__Data for review__
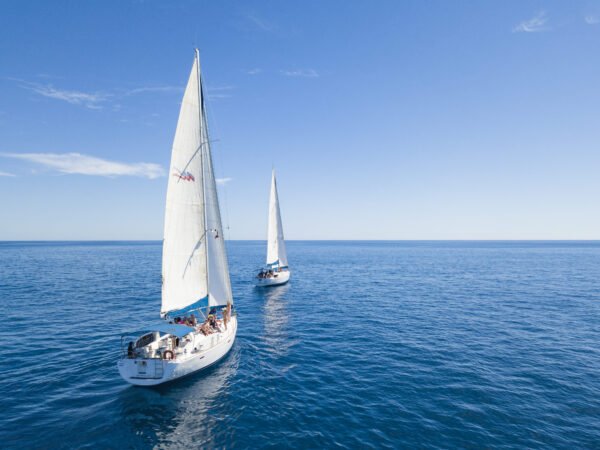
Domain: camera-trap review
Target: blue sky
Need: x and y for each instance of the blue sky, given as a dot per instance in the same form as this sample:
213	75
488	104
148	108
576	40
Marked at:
383	119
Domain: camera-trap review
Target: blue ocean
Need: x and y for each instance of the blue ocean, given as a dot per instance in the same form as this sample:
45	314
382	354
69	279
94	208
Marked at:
371	345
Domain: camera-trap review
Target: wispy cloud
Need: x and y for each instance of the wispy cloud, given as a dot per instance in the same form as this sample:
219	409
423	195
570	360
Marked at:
306	73
76	163
259	22
219	91
143	90
223	181
92	100
535	24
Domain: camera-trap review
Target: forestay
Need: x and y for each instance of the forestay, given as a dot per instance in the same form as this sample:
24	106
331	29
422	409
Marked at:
276	255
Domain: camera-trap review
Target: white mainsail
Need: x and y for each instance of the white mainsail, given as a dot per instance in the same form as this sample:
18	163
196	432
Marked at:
276	255
194	261
219	283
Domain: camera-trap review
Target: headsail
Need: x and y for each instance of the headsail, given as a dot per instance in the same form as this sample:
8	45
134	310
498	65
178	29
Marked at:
276	255
194	261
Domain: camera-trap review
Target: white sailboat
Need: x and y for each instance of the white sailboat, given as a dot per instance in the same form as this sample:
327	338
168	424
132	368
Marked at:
277	271
199	325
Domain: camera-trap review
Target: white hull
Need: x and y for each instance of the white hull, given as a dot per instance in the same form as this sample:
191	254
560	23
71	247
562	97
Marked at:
278	279
154	371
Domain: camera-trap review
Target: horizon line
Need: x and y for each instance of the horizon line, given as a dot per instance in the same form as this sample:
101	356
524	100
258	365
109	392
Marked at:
313	240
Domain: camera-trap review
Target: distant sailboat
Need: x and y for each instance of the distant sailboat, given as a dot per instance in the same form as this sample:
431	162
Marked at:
196	288
277	271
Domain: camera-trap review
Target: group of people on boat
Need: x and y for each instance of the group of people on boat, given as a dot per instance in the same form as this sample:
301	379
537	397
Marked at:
211	324
268	273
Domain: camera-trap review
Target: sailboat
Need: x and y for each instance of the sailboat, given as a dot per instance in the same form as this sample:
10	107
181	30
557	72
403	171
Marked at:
198	325
277	271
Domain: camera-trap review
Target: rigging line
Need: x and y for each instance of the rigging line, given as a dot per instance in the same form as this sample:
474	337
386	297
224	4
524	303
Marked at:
215	126
208	141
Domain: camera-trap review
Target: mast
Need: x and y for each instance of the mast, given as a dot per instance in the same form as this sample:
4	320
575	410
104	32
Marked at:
203	141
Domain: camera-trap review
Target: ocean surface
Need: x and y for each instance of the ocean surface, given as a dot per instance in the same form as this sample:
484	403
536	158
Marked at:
371	345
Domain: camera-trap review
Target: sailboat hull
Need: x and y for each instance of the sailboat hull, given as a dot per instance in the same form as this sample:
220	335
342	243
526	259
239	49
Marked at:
279	279
155	371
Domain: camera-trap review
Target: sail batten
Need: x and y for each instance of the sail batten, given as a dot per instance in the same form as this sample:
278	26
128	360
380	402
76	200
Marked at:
276	254
188	254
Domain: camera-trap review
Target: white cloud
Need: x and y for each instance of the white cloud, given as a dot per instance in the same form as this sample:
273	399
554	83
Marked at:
76	163
223	181
89	100
306	73
219	92
533	25
260	22
143	90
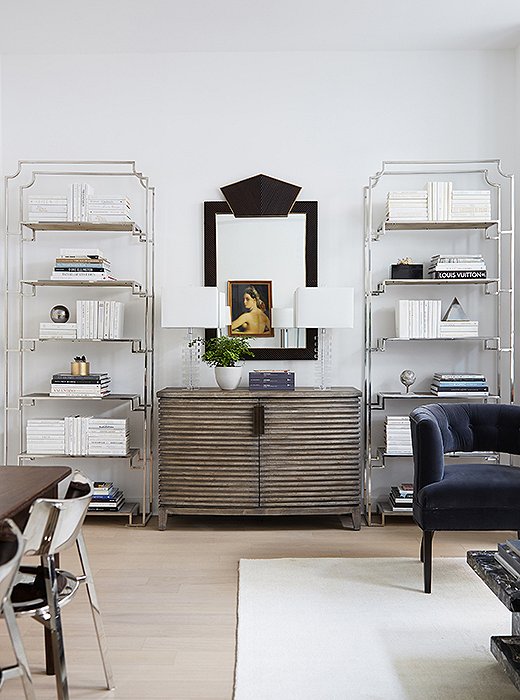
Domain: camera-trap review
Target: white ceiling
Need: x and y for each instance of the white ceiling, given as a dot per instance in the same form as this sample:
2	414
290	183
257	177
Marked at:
116	26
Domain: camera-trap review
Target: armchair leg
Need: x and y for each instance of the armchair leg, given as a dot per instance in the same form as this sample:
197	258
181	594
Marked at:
426	551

__Action item__
Your answer should reproduce every line of the data verbatim and include no images.

__Finished task__
Domain: camera-trap review
Target: blue sky
Need: x and y for each instance of the blue sky, given as a dot per instance in the same form as this sample:
213	75
488	104
148	108
576	40
Marked at:
383	119
Domain: camera-trap review
Target: blue ocean
Need: x and y for each instance of the blue ocean, given as a dot per instance in the same form as this sample:
45	314
382	354
69	279
94	208
Marked at:
371	345
Domain: camera-trap review
Target: wispy cloud
Need: x and y for each instance of the wispy cloud, given as a dot per instance in the same form as this sample:
219	409
423	195
570	360
Marked at:
306	73
76	163
259	22
219	91
143	90
223	181
92	100
535	24
Domain: camera-trap review
Target: forestay
Need: x and y for each instance of the forestay, given as a dot per instance in the same form as this sample:
24	106
331	29
422	409
Marked at:
276	255
Domain: camera-trap review
Target: white mainsail
Need: x and y for each instance of the white mainsail, given as a dot per instance in the same form as this sample:
18	163
196	432
Marked at:
276	255
194	261
219	283
Domain: camera-trap review
Target: headsail
Need: x and y for each instance of the headsail, given as a dot per instance in the same form as this sample:
8	45
134	310
498	65
178	29
Marked at:
276	255
194	261
Domain: camera-trap review
Target: white sailboat
Need: x and y for each instance of the white sailboat, given as a dot per instance in the same form as this sample:
327	338
168	424
132	368
Marked at:
277	271
199	325
Domain: camera-trap review
Target: white hull
Need: x and y for each instance of the white hull, given as a dot per instance in the same form as this sample:
191	254
560	23
71	247
562	97
Marked at:
278	279
154	371
Domain: camera-trap review
Target: horizon line
Need: x and y for each instance of the horizon line, given as a dot per instance in the same form as this sample:
101	356
524	100
258	365
109	392
Marked at:
313	240
Domain: camera-trap review
Target: distant sailboat
Need: x and y for each instance of the distant sailboat, given as a dot per instance in the same form as this sample:
431	162
Marked at:
196	288
277	271
Domain: camera-trap review
Target: group of people on boat
Need: x and y for each instance of the group of people on boat, given as a dot per instance in the same form as this sample:
301	379
537	397
Marked at:
211	324
268	273
Domain: camera-trap review
Target: sailboat
Need: x and y for each instance of the sailboat, given as a dot per instance in the same form as this sample:
10	107
181	30
557	72
403	171
Marked at:
198	325
277	271
Domain: camera-trap review
Target: rigging line
Need: x and y for each instance of the rigging line, given as a dot per instance in the same form as this sample:
474	337
386	297
224	4
524	303
Marked at:
215	126
208	141
Domain: camera-trap review
Target: mast
Need: x and y for each instance of the mast, given as a dot per instance in the same form as this sample:
4	320
575	410
104	32
Marked at:
203	141
Domain: camera-trap review
Target: ocean surface
Need: x and y for each instance of the ocean surface, given as a dot per instance in the same form as this sample:
484	403
536	158
Marked at:
371	345
Domain: camera-trap review
Target: sailboat hull
Need: x and y for each instance of the sailboat hull, given as a dot per instance in the same form as this sample:
220	335
342	243
526	259
239	49
Marked at:
279	279
155	371
Domain: camera-trap review
Target: sail batten
Need: x and y for each instance of the sail batten, given as a dot per instance in the same form as this sample:
278	26
128	360
380	402
76	200
Marked at:
276	254
188	254
Domain: camera-trap review
Target: white cloud
Need: x and y for each instance of the white cloud, given as a dot per instance in the same form as this sample:
273	399
554	83
Marked at:
76	163
223	181
89	100
306	73
219	92
533	25
260	22
143	90
Domain: camera-trap review
Target: white ceiling
Need: x and y for each instance of the white ceiling, given as a dot per instance in the same form as this sample:
2	414
290	183
257	177
Marked at:
116	26
Domain: camera-trap review
Target: armchair leg
Need: x and y for each instance of the armchair leg, given as a dot per instance in the same form as this sample:
197	258
181	594
Marked at:
426	551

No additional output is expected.